[TEXT EXCERPT]

Dr. Xin-Yun Lu

Age, Alzheimer’s Related Brain Decline Linked To Little-Studied Enzyme

A little-studied enzyme has been found in high levels in healthy neurons, levels that scientists say decline with age and more dramatically with Alzheimer’s, making adjusting the enzyme’s level a potential treatment for both.

The enzyme is called HDAC9, a member of a class of enzymes involved in how tightly our DNA is wrapped, which affects our gene expression. But a scientific team led by Dr. Xin-Yun Lu has early evidence that HDAC9 also is critical to neurons communicating with each other and to our ability to learn and remember.

Eleven HDACs are known to be present in the brain, and Lu, chair of the Department of Neuroscience and Regenerative Medicine at the Medical College of Georgia, has found HDAC9 is the most highly expressed among them, exclusively expressed in neurons, and particularly abundant in the hippocampus and prefrontal cortex, both of which have a key role in learning and memory and are vulnerable in Alzheimer’s.

“We need to look at why it’s decreased, and when it’s decreased, why it causes problems,” says Lu, Georgia Research Alliance Eminent Scholar in Translational Neuroscience.

The project is funded by a new $2.8 million grant (1R01AG076235-01) from the National Institute on Aging to further explore the impact of HDAC9. It represents a collaboration between the Lu lab and that of Dr. Neal Weintraub, chief of the MCG Division of Cardiology, associate director of MCG’s Vascular Biology Center and GRA Kupperman Eminent Scholar in Cardiovascular Medicine.

“Aging is the major risk factor for Alzheimer’s disease, so when you look at what genes are involved in brain aging and Alzheimer’s, you look at gene expression at different ages,” Lu says.

As they have looked periodically across the comparatively short life of a mouse, an average of about two years, they have been able to document the steady decline of HDAC9 in the brain with normal aging.

Lu’s lab also has found significantly decreased HDAC9 expression in the prefrontal cortex of patients with Alzheimer’s compared to those without it.

In a humanized mouse model of Alzheimer’s, the most common cause of dementia, they’ve found that HDAC9 expression is decreased before the iconic amyloid deposits are evident.

They also have evidence that removal of HDAC9 body-wide, or specifically in an area of the hippocampus of mice, impairs communication between neurons, a phenomenon called synaptic plasticity, as well as learning and memory.

HDAC, or histone deacetylase, levels overall are associated with normal brain aging as well as neurodegenerative diseases like Alzheimer’s. While they are still early in their exploration of its role in the brain, Lu’s lab has evidence HDAC9 specifically may regulate expression of the gene(s) important to that synaptic plasticity and so how well neurons communicate.

[/TEXT EXCERPT]

WHAT YOU WILL DO —
1. Reproduce word for word the passage of the HDAC9 article between "In a humanized" and "well neurons communicate.", inclusive.
2. According to the HDAC9 article, in which two brain regions is HDAC9 particularly abundant?

[STUDY MATERIAL]

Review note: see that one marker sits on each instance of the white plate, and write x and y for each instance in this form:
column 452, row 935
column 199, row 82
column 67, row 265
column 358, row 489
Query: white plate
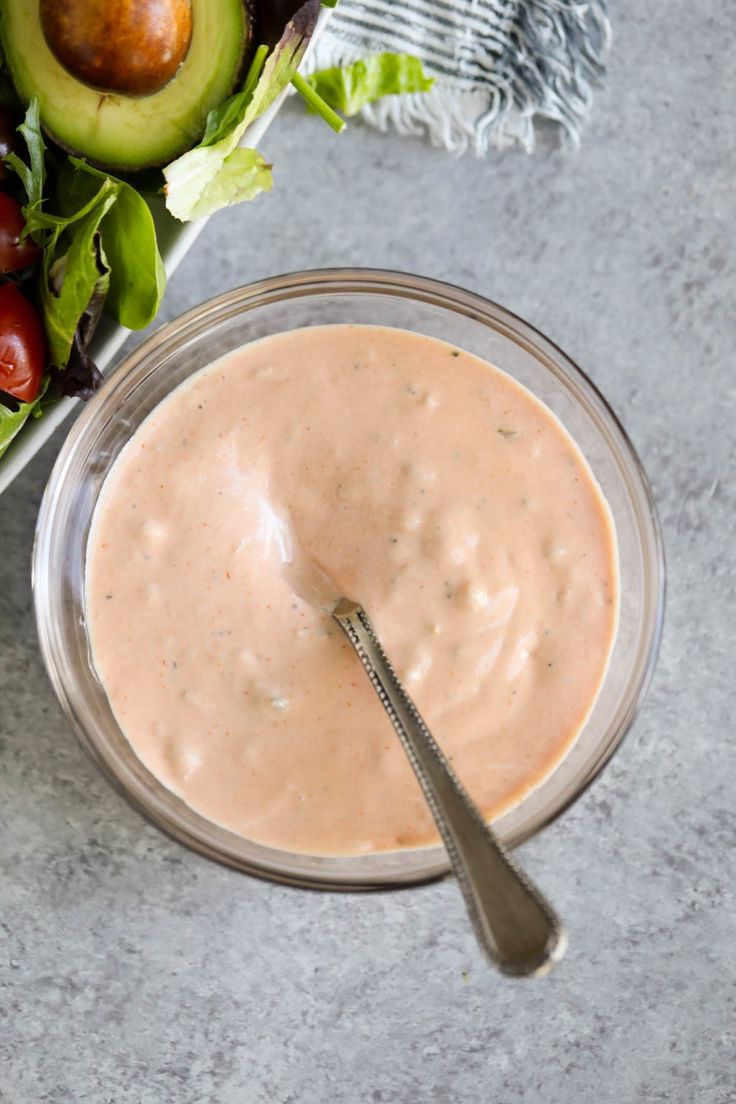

[/STUDY MATERIAL]

ANSWER LIST —
1.
In a humanized mouse model of Alzheimer’s, the most common cause of dementia, they’ve found that HDAC9 expression is decreased before the iconic amyloid deposits are evident.

They also have evidence that removal of HDAC9 body-wide, or specifically in an area of the hippocampus of mice, impairs communication between neurons, a phenomenon called synaptic plasticity, as well as learning and memory.

HDAC, or histone deacetylase, levels overall are associated with normal brain aging as well as neurodegenerative diseases like Alzheimer’s. While they are still early in their exploration of its role in the brain, Lu’s lab has evidence HDAC9 specifically may regulate expression of the gene(s) important to that synaptic plasticity and so how well neurons communicate.

2. The hippocampus and the prefrontal cortex.